* EXCERPT TO READ
▽
This is just another example of how vintage base ball helps me to think about base ball history.  On June 30th the Neshanock return to New Jersey to take on the Diamond State Base Ball Club from Delaware in a double header in Princeton (more information at

There was one other historic note to Sunday's game.  It marked Sophie Ann Zinn's first base ball game even though she slept or yawned her way through the two innings she attended.  Still at five weeks, you have to get them started right.

                                                         Photo by Paul Zinn

Wednesday, June 27, 2012

"Him Who Shall Have Borne the Battle"

There has been an ongoing practice in the United States (and probably other countries as well) of linking war with sports.  One example is a line of college football uniforms by Nike called "Pro Combat"  One web site promoting these uniforms warns the reader to "Prepare for battle."  The problem is that unless the young man is playing football for one of the service academies, his chances of serving in the military, much less seeing combat, are almost nil.

2nd New Jersey Regimental Flag

There is nothing new about this, many major league baseball players served in the military during World War II, but, with notable exceptions like Bob Feller and Ted Williams, few of them saw combat.  In its own way this practice seems to have also existed during the Civil War which, of course, paralleled base ball's pioneer period. 

One of the things we tend not to recognize about the Civil War is that most service was voluntary.  In New Jersey, for example, over 70,000 men from New Jersey served in the military, but less than 1000 of them were drafted.  As a result the members of New Jersey base ball clubs could choose to avoid military service and it certainly appears that many of them did. 

For example, less than half of the Eureka Club of Newark, (New Jersey's premier team of the war years) appear to have served in the military and a number of them were in regiments that served for only nine months.  The point is perhaps graphically illustrated by one week in September of 1863 that saw the 33rd New Jersey leave Newark by boat for the front, to be followed a few days later by the Eureka Club, (all of whom are of prime military age and health) on their way to Philadelphia for a series of matches with local clubs.

All of which is to illustrate the importance of recognizing those New Jersey players who did volunteer to save the Union, especially those who made the ultimate sacrifice.  To date I have been only to identify two men in the latter category both members of the Newark Club, one of the state's first base ball clubs.  James Conklin and Horace Smith both played for the Newark Club and in the spring of 1861 joined the 2nd New Jersey Regiment.  Both men apparently were important members of the base ball club, Smith was elected an officer and Conklin represented the Newark Club on the all-Newark nine which took on a similarly picked side from Bloomfield in 1858.  The Newark players won the game aided by Conklin's home run.
△
* TASKS FOR THIS EXERCISE
1) In the post on New Jersey base ball players and the Civil War, which regiment did James Conklin and Horace Smith join in the spring of 1861?
2) Write the next part of the post on New Jersey base ball players and the Civil War, picking up after its final sentence.

* DATA
▽
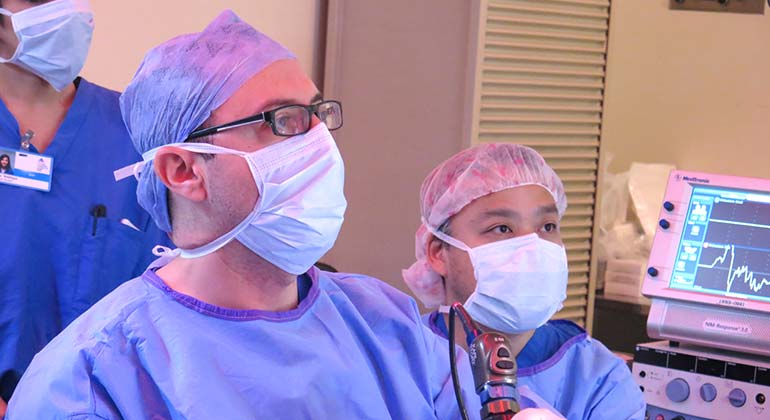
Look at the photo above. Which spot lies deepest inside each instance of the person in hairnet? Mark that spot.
(70, 233)
(239, 166)
(490, 238)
△
* RESULTS OF THE TASKS
1) The 2nd New Jersey Regiment.

2)
Conklin's enlistment in the 2nd New Jersey Regiment didn't mark the end of his base ball playing days.  New Jersey regiments played a fair amount of base ball during their off hours with men from the 2nd New Jersey even forming their own club in November of 1861, called the Excelsior Club with Conklin as its Vice President.  On at least one occasion during the spring of 1862, Conklin umpired a game between two New Jersey regiments.

Sadly it was one of his last times on a base ball field.  On June 27, 1862 (150 years ago today), the 2nd New Jersey was heavily engaged at Gaines Mill in Virginia, a battle in the Peninsula Campaign near Richmond.  On July 9, 1862, the following appeared in the Newark Daily Advertiser, reporting that Conklin and Smith(who had been promoted to Corporal) had indeed given "their lives that that nation might live."

As noted earlier these are the only two New Jersey players who I have identified by being killed in the war - I'm confident that there are more and plan to look at base ball play by New Jersey soldiers a lot more closely.  Interestingly some of Conklin's letters home survive and are in the Special Collections at Alexander Library at Rutgers.  I took a quick look at the file (very hard to read - dampened my enthusiasm for writing another regimental history) and didn't see any references to base ball, but it certainly deserves a another look.

In the meantime, however, on this the 150th anniversary of their deaths we  should take a moment to honor their commitment to our country.  It is in Abraham Lincoln's words "all together fitting and proper that we should do this."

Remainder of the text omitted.